[Records from a dataset]

◇ ◇ ◇

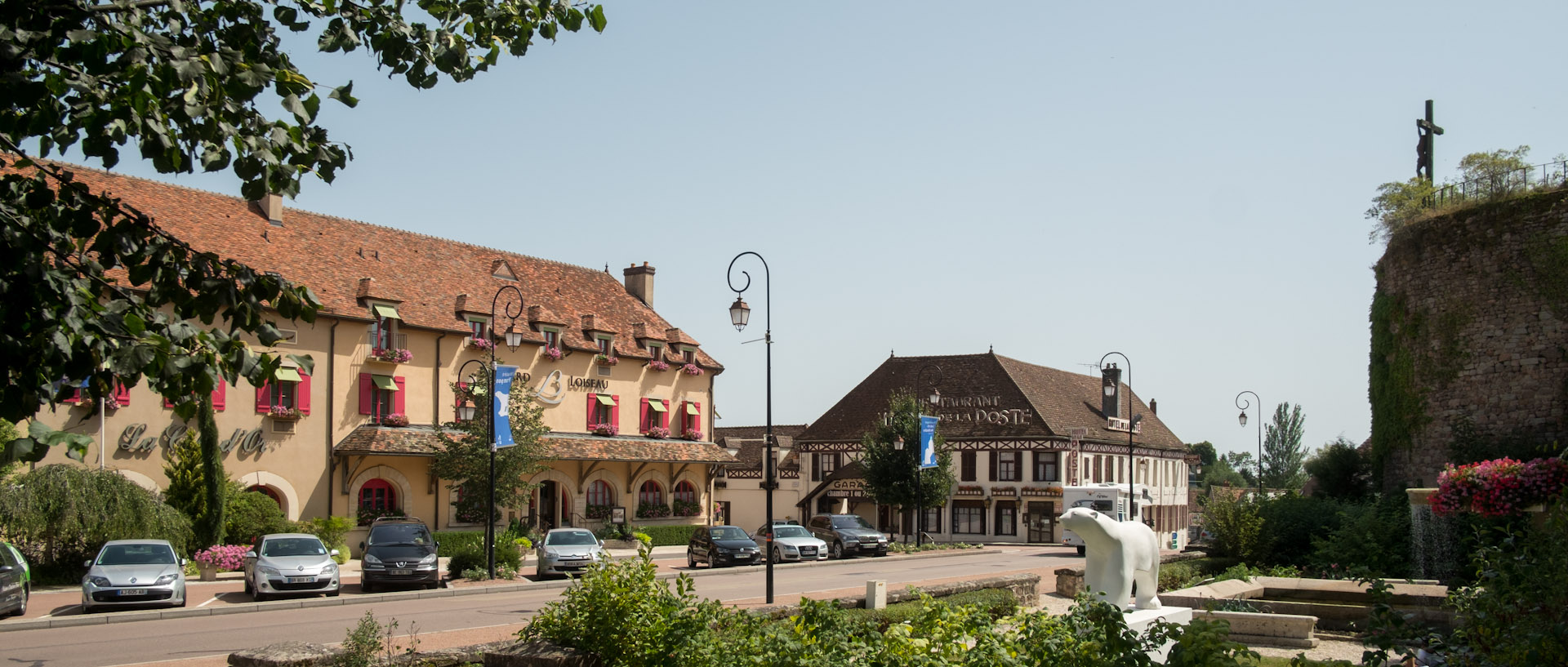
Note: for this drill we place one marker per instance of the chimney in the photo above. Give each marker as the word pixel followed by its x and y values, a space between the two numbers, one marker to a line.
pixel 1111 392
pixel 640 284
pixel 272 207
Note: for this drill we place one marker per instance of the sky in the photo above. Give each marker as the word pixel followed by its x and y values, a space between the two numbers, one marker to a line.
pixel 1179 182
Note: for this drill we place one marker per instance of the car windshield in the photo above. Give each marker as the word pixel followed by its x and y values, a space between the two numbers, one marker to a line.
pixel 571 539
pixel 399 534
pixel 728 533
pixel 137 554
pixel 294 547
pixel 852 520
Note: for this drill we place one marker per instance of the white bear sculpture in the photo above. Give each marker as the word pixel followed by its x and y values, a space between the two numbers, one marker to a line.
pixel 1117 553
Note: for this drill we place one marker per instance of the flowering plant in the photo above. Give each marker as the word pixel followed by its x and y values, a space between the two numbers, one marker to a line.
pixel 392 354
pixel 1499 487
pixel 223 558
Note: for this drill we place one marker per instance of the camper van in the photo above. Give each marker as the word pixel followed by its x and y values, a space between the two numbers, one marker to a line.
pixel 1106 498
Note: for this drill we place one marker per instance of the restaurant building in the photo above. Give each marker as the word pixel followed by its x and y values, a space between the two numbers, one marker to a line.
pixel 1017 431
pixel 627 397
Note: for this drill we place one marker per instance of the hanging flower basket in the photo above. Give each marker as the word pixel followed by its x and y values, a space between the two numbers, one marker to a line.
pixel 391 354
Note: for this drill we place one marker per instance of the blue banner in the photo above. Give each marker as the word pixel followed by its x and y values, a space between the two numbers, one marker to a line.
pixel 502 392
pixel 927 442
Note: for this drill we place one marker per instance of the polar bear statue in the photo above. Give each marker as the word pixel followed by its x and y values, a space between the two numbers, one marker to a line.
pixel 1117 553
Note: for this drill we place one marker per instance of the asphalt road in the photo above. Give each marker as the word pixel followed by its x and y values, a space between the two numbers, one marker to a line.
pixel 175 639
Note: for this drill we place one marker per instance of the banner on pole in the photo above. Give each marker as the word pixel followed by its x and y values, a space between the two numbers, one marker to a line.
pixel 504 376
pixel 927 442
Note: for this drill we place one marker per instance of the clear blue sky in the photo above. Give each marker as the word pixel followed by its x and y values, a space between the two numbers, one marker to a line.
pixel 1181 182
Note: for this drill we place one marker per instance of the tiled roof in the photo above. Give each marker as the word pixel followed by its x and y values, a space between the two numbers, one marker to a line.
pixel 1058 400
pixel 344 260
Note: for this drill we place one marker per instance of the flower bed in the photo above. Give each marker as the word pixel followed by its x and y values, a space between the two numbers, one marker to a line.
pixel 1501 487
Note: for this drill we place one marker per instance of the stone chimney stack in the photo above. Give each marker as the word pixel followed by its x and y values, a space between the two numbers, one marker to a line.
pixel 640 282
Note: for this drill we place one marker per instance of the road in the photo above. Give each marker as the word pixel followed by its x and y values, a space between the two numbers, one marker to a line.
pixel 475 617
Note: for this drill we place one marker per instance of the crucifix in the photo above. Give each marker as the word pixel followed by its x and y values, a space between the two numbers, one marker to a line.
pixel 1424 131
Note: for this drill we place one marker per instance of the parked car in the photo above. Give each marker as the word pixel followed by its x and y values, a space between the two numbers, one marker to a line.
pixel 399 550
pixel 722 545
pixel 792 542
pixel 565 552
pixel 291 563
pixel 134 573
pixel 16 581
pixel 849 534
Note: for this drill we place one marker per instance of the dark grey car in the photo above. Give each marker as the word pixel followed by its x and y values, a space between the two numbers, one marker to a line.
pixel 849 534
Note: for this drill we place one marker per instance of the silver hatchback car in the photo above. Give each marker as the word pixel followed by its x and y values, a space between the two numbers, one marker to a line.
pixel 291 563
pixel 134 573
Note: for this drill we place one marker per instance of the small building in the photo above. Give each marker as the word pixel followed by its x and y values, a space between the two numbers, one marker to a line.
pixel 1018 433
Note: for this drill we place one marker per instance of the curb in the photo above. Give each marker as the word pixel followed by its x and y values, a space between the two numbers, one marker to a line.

◇ ◇ ◇

Task instructions
Each entry above should be written out again exactly, without its pictures.

Worked solution
Note: for this drill we place one marker per instance of the chimney in the photo above. Give each marker as the word pixel followed by its x and y values, a space between the two numbers, one marker to a line.
pixel 1111 392
pixel 640 284
pixel 272 207
Note: for this drill we place one marker per instance of the sky in the photo above. Give each marker as the word pixel followed by its x and y values, a space between the two numbers, one marker to a line.
pixel 1179 182
Note: for this drill we place one marker per instance of the car windshield in the photo above. Give each marker as the word pixel followed by its x and y values, a space between the two numbers, one marker to a line.
pixel 571 539
pixel 399 534
pixel 728 533
pixel 137 554
pixel 294 547
pixel 852 520
Note: for this drill we place one marker per instance of the white bear sculpture in the photo above. Give each marker as the word pixel followed by its x and y values, a space between the two numbers, one marker to a line.
pixel 1117 553
Note: for this drill we place one marker per instance of the flowering plant in the photo above. Give each marker as the word pixel followed by its x and y values, a space between the two numbers, one marker to a line.
pixel 392 354
pixel 1499 487
pixel 223 558
Note: for this drill we place one marker per instance of the camper van in the photo above. Give each marker as the word pixel followed by its x and y values, a space between the two numbers, one marker to a line.
pixel 1106 498
Note: for this drill we place one marker per instance of the restaurant building in the photo above. Give each marker as the word pixel followed by its x and y values, a space between the two numbers, one marker to a line.
pixel 1017 431
pixel 627 397
Note: for this drill we place one marker per instance of the hanging flower basket in the photo above. Give each marker as the word pixel followed by its x and y values, a space between the two numbers, one marker to a line.
pixel 391 354
Note: for this drill we place one marker per instance of the blue banner in the photo above. Give each marker as the word pixel followed by its x and y values, a space between the two numbers, one marker to a line.
pixel 502 392
pixel 927 442
Note: for this drill we place one marker per instance of the polar bear statue in the photo above. Give each marker as the word pixel followed by its x and y values, a space between the two numbers, one marker to a line.
pixel 1117 553
Note: for this drill we place one marker per instance of the asphalt road in the photo above. Give each marker as the word pixel followed by its x and y values, a space between the two numbers, one marker to a line.
pixel 175 639
Note: for this drill we place one marker per instance of the banner on pole in the photo above. Give each marker as the word pixel followed by its x and y values, a space between the two numbers, one marker to a line.
pixel 504 376
pixel 927 442
Note: for this drill we place one marker per instance of the clear blue sky in the photo above. Give each marker as the word pixel followed by its x and y values, a space between the two numbers, one marker to a line.
pixel 1181 182
Note: for this drill we place one marker per instance of the tiled roof in the photo above. Give each marker as the word pixel followed by its x and y values, a space between the two numbers, one marker to a line.
pixel 1058 400
pixel 344 260
Note: for this drill we place one marker per instance of the flower bed in the photo above. Give each marker as the word pixel followed by its x and y values, a space between the two numbers, one marker to a line.
pixel 1501 487
Note: for this drill we place one marker per instance of the stone chimney stack in the photo above. Give each marker as the word pixel followed by its x and y values, a space between the two numbers, one marker to a line.
pixel 640 282
Note: for this drill we place one marker per instance of the road in the photo above. Give each marker as the word pixel followed by its x and y values, a space between the two numbers, one marker to a line.
pixel 475 617
Note: for this drill we place one marker per instance of the crucifix in the photo above. Give each marker as the word pixel followed by its x and y values, a space between the two numbers, one marker to a line.
pixel 1424 131
Note: for this drill we place one marker per instance of the parked car in the photo above. Give each marker as the word pixel followed by its x and y values, a space between the two numbers, one marker to a line.
pixel 399 550
pixel 722 545
pixel 792 542
pixel 565 552
pixel 291 563
pixel 134 573
pixel 16 581
pixel 849 534
Note: for this drill we place one marker per instance of the dark grey car in the photo above. Give each marker as the word pixel followed by its x and y values, a space between the two numbers, one marker to a line.
pixel 849 534
Note: for this drill we place one marker per instance of the silver hatchback car in the photo above. Give each marker as the word pixel followed by its x and y values, a space between the two numbers, one marker to a line.
pixel 291 563
pixel 134 573
Note: for this drill we place one marker per instance of the small building in the photo above. Give each marker as the word pixel followed by its x and y values, a space between the two numbers, one marker to a line.
pixel 1018 433
Note: for this drill we place one marker per instance of the curb in the photo above. Give each marker as the word pixel followed by its x and y values, a space between the two numbers, one marker to a line.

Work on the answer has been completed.